• Stated goal: Count how many lines in the records below contain the string "covered", where case counts, and give only that number.

• Data rows:
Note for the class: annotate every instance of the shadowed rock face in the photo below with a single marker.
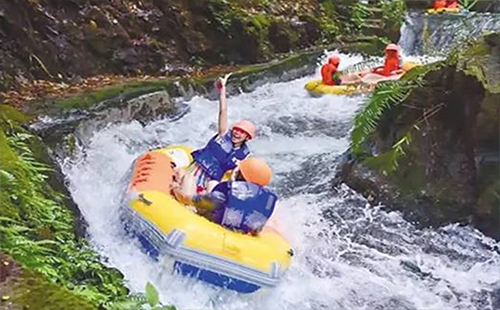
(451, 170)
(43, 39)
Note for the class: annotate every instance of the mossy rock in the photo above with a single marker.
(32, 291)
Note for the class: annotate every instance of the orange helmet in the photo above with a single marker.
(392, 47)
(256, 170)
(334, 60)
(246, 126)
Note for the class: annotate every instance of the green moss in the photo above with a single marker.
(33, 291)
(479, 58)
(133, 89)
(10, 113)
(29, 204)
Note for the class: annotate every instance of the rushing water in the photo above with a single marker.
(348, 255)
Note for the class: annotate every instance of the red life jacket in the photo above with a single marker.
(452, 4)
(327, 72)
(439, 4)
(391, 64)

...

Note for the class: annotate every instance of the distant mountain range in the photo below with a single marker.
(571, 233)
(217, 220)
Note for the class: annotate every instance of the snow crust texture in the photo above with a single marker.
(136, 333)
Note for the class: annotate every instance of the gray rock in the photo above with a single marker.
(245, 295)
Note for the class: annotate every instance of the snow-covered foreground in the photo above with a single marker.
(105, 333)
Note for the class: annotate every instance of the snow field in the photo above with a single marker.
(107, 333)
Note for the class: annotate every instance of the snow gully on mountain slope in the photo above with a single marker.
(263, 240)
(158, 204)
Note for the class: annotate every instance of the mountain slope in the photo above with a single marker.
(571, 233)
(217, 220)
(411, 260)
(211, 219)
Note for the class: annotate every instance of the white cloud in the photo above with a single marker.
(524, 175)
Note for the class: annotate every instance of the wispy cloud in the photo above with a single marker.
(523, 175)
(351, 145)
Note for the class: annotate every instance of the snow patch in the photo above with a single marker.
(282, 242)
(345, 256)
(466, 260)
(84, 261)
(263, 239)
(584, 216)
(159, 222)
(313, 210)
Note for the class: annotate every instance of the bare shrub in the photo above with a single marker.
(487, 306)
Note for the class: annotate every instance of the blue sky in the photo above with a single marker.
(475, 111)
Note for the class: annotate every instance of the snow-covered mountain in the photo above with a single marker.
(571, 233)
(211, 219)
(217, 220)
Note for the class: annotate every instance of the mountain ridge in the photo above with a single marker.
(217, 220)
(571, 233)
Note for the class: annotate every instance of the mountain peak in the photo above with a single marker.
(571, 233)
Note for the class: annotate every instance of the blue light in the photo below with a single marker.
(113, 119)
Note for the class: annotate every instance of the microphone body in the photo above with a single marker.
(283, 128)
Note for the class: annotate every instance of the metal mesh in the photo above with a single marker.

...

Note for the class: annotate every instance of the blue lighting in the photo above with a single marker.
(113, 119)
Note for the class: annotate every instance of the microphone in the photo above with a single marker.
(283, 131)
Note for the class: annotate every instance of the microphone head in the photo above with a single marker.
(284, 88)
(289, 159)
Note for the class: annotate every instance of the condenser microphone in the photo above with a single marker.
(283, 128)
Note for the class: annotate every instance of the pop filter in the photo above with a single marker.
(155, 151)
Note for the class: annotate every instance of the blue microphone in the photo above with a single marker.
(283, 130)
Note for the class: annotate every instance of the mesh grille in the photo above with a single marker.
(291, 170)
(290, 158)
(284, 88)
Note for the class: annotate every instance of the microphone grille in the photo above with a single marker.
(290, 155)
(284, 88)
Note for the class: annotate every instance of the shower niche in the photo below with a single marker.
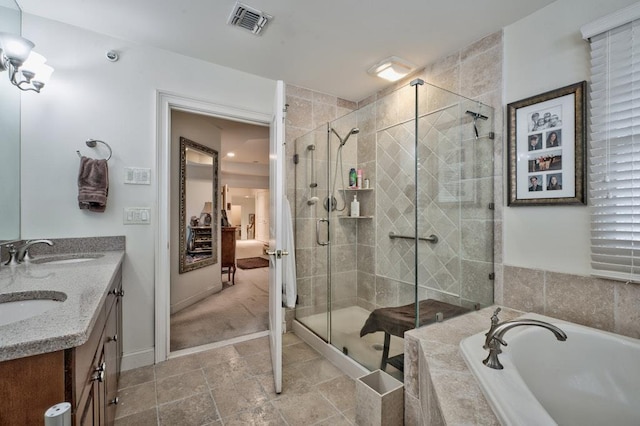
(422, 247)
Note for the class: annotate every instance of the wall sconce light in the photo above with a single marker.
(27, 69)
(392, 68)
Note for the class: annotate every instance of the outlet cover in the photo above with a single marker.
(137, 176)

• Response to this task: 2